## The problem
Gather, from the data below, each line in which the word "dense" occurs.

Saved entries

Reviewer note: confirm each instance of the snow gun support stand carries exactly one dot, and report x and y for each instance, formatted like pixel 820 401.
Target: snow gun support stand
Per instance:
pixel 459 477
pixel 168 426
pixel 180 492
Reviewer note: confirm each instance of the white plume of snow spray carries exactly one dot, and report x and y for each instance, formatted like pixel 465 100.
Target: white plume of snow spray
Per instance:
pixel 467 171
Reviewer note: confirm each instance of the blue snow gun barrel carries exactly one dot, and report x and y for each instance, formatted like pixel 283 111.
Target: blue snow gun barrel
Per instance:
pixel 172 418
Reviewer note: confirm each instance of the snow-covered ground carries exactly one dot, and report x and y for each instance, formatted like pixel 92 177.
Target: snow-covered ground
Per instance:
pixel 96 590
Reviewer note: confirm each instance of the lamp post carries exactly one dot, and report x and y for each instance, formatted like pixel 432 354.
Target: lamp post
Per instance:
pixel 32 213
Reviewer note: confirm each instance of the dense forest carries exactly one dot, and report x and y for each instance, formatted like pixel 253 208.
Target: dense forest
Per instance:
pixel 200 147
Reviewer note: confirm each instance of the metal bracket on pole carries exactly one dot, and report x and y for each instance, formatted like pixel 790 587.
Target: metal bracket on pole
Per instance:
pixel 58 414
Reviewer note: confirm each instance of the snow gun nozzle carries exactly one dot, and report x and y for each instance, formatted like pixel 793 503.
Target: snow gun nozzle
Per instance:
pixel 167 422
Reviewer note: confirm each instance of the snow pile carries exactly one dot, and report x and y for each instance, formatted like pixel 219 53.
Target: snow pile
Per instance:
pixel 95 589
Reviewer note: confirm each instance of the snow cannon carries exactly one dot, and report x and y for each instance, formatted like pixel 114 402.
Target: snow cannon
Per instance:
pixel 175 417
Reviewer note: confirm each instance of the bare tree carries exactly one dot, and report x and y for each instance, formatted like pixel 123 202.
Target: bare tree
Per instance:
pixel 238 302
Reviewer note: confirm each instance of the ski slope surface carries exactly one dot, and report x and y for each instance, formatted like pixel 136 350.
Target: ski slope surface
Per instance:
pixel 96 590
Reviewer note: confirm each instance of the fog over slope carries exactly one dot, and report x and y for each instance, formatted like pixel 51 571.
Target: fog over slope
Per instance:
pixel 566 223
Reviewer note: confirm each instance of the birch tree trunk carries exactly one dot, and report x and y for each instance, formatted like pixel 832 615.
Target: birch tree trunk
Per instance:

## Completed task
Reviewer note: confirm each instance of the dense forest carries exactly one dot, and report x and y for each instance, formatted like pixel 253 208.
Target: dense forest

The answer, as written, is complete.